** START OF Given data **

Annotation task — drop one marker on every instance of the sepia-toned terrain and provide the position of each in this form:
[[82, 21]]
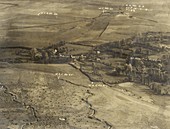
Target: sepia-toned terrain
[[92, 64]]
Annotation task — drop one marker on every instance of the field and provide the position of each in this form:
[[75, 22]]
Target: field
[[83, 91]]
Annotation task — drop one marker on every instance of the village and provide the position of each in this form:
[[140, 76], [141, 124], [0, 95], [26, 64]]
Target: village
[[143, 59]]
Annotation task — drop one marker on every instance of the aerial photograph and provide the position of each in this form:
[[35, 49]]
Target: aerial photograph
[[84, 64]]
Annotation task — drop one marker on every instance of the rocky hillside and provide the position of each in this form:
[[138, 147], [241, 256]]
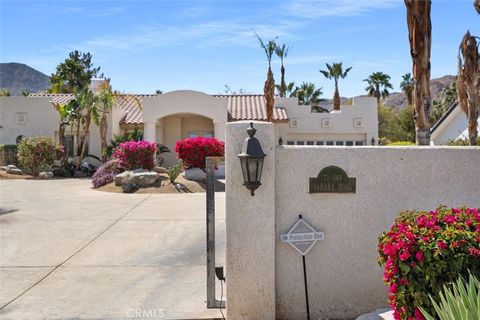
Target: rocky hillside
[[16, 77], [397, 100]]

** END OF Given data **

▸ **Direction**
Quote the material above word for word, leaving out the pictures.

▸ **Task answer**
Annotation task — drop one marker on every instance of the sepia-toned terrain and provide the position of each in this form:
[[82, 21]]
Target: sepia-toned terrain
[[92, 64]]
Annotation task — drop one marker on every instance of the field and provide the position of each in this form:
[[75, 22]]
Target: field
[[83, 91]]
Annotation task — drop one marker on every instance of the village and provide the position of each in this form:
[[140, 76], [141, 124], [0, 95], [26, 64]]
Target: village
[[143, 59]]
Annotation task — drop one marker on every instance of the aerial photograph and provide the position of each in this form:
[[35, 49]]
Target: aerial photograph
[[84, 64]]
Annotation task — drop one marker on every instance of the rocky hillside and provide the position of each in this form:
[[138, 147], [241, 256]]
Target: rocky hillside
[[16, 77], [397, 100]]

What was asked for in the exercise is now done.